**WORK INSTRUCTIONS:**
All records are to be transcribed in full; any pictures among them are to be skipped.

Stored dataset items:

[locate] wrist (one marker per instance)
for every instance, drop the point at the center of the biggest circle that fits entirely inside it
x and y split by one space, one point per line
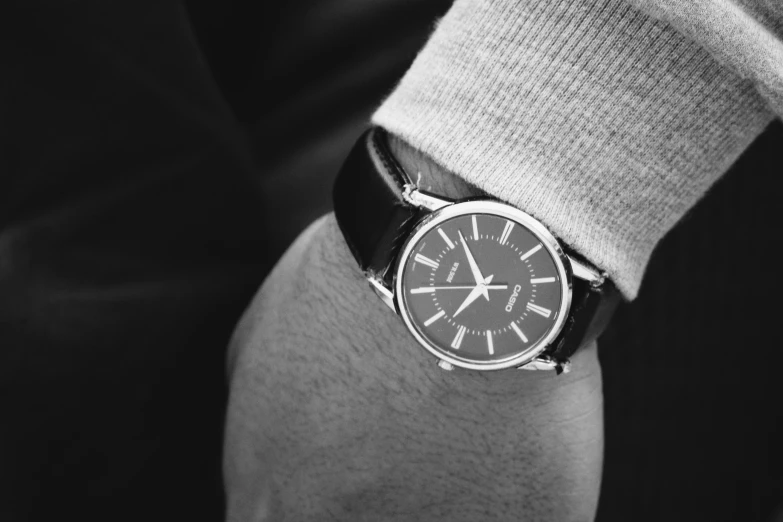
427 174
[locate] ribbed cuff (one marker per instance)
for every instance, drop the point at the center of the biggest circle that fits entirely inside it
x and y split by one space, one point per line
601 122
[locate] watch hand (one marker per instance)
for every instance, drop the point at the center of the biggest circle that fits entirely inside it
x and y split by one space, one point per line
460 287
472 296
473 265
480 289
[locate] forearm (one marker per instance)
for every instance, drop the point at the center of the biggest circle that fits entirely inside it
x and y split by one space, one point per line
336 410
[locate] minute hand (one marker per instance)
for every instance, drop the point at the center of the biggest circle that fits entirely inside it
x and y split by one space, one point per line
471 287
473 265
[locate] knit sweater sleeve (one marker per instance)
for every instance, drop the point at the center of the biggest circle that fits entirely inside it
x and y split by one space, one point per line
605 122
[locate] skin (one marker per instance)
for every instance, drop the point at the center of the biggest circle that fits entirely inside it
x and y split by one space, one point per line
336 413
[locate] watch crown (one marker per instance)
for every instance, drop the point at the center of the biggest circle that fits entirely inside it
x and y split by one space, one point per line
547 363
445 365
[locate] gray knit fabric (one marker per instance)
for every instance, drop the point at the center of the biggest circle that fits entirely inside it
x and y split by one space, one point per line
603 122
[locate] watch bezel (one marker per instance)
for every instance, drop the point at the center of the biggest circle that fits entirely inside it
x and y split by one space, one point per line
495 208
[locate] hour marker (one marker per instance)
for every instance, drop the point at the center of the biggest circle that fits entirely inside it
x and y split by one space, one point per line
458 339
445 238
434 318
540 310
519 332
426 261
531 252
506 232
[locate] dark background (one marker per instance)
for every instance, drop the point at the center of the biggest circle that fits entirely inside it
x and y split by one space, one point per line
694 413
124 261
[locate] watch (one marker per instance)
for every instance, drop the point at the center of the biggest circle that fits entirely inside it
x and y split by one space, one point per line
479 283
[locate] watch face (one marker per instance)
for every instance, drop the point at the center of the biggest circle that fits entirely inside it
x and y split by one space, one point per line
483 285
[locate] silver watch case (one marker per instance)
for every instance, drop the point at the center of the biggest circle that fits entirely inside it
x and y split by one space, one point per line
441 210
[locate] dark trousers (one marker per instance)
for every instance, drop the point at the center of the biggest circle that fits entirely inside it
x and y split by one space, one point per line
155 159
131 236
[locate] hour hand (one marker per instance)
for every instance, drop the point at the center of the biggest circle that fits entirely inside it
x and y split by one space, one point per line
473 266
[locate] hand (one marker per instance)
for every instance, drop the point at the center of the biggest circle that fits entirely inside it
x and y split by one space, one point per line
336 413
480 289
462 287
474 268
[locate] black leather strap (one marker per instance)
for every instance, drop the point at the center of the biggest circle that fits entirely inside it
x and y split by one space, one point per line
369 207
591 310
375 221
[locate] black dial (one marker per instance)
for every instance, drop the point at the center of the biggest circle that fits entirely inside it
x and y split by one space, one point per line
481 288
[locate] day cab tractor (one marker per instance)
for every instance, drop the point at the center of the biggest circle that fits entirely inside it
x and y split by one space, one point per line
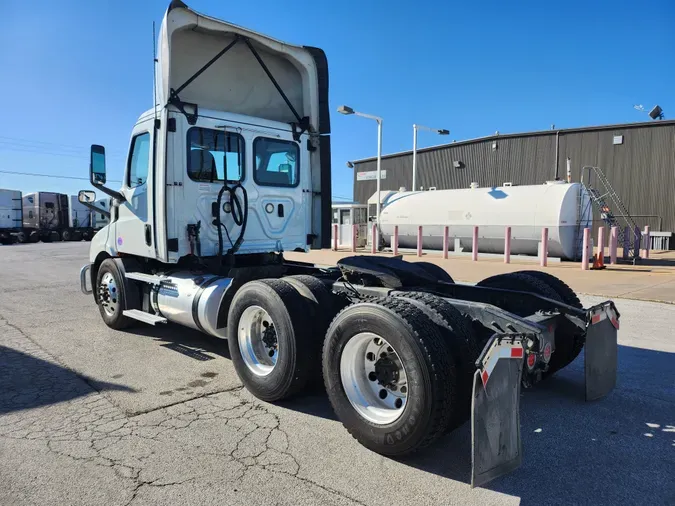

**TASK ANSWER:**
[locate] wrist (one marker per instance)
for every instance, drop the point at the center of the biggest circle that fits entirely inside it
x and y split by one space, one point per line
427 174
[locate] ribbed cuff (one marker per instance)
for every instance, drop the point at the center of the biggest circle that fits entirely inside it
x and y split by one space, one point per line
601 122
[locate] watch hand (one marker per instance)
for every instance, drop the point at the center of the biggest circle that fits entirely inside it
x and y split by one space, one point per line
460 287
472 296
473 265
480 289
[locate] forearm (one marker per instance)
for every instance, drop the point at the center of the biggest circle that fits entirely inside it
x and y split by one space, one point per line
336 410
[locate] minute hand (one marker per instance)
for every instance, drop the point at the center of the biggest circle that fits entirely inside it
x and y split by one space, one point per line
471 287
473 265
[locate] knit sweater sleeve (one marker per instance)
for every instance, drop the point at the center of the biggest circle that fits entirely inside it
x and y split by one space, one point per line
605 122
[locate] skin (one marker per instance)
for every instance, drop the point at the center of the biggest circle that fits entirely inside it
x and y split by one space, one point per line
336 413
[locate] watch crown (one marker per instance)
for every instance, drop the point at the center of the biggest circle that fits entirely inside it
x and y split by one space, one point per line
547 363
445 365
[locate] gray knit fabric (one marker per instance)
for every instance, drop the point at the center of the biggest circle that fits entirely inside it
x and y split by one space, one point per line
603 122
[locate] watch bezel (one marker per instance)
for every instance, drop the point at the center of the biggest circle that fits entirely inside it
x and y split by one space, one point per line
495 208
[locate] hour marker (one marker per instance)
for every instance, drop the point at the center of the biggest circle that fits entirely inside it
x and y split by one space, one point per line
458 339
445 238
434 318
540 310
519 332
426 261
531 252
506 232
[locate] dark background (one marker per instance)
for every instance, drop the point at the center of the biggest circle that fits entirely inside it
x and y split by one space, one point per line
694 413
124 261
[locate] watch (one marker per instance)
for every instance, drop the point at the center of the biggest circle that fits entirely inside it
x and y split by one space, one point per line
479 283
[locate] watch face (one marker per instance)
for every instance, drop the point at the center of the biggest circle that fits entirely inside it
x and y split by one space, one point per line
483 285
[locate] silver watch case (one marker per instance)
for every instance, drop the point at the center of the biggest circle that fits entirely inside it
x and y split by one space, one point per line
441 210
[locate] dark trousers (one marker per instance)
for every instance, drop the point at the center of the biggest circle that fits entirely inside it
x and y split by one space, one point per line
155 159
131 236
[locate] hour hand (one marker per instance)
for every instance, drop the point at the center of the biggest circle that fits entirely inside it
x and y split by one space, one point per line
473 266
[locate] hand (one marker per instance)
for every instance, drop the point at the center of the biggest circle that fits entirely inside it
x and y split by one space, one point per line
336 413
480 289
462 287
474 268
[locate] black leather strap (one marker per instance)
for every instance, drop the point at the center of the biggest circle that fits entirely inside it
x and y split by one space, one point per line
369 207
591 310
375 221
[locate] black dial (one marker per instance)
for every instance, drop the point at the center of the biggest circle that fits entirely inside it
x and y split by one space, one point per line
481 288
[locate] day cab tractor (one marker per instance)
for every instance, drop the point at the center of the biggest circle that fits entirely inside it
x and y split by one space, one point per line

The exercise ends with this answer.